→ **PROBLEM**: Only lines with the word "Target" are wanted; copy each of them from the listing below.

→ **DATASET RECORDS**:

============

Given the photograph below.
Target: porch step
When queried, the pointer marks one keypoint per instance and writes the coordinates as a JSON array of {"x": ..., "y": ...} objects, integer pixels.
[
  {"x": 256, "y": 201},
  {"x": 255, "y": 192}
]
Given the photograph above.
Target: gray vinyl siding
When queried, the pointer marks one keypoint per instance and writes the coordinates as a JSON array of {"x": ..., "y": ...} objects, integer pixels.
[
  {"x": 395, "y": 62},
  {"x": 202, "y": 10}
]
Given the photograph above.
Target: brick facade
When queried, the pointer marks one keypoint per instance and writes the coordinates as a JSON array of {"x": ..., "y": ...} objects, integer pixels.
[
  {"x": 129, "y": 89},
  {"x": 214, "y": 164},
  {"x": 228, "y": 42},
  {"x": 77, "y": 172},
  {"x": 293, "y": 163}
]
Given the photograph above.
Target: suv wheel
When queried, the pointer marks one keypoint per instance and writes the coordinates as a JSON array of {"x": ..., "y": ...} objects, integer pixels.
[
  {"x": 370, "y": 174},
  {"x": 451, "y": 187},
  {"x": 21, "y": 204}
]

============

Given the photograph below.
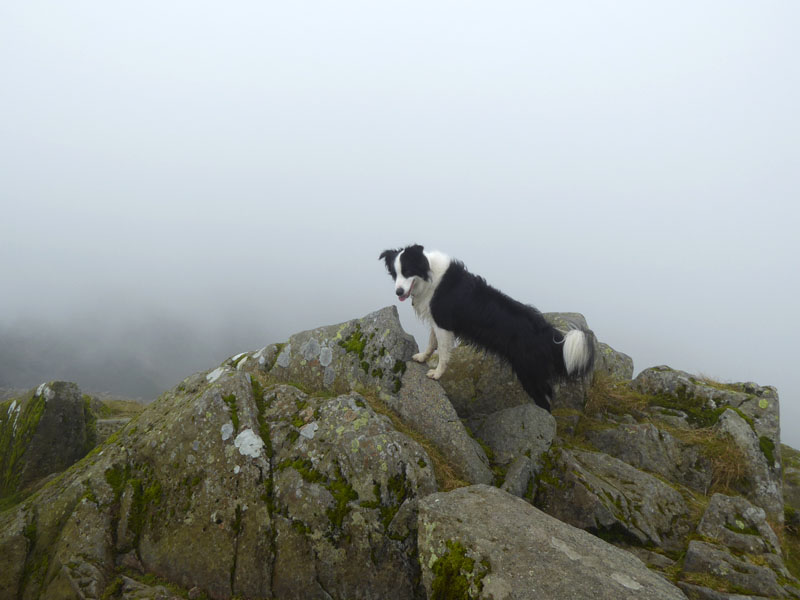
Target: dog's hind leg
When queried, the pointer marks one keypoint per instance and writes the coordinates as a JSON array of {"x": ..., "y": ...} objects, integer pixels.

============

→ **TASK SOLUTION**:
Target: porch step
Target: gray vinyl siding
Target: brick facade
Target: suv wheel
Target: dog's hind leg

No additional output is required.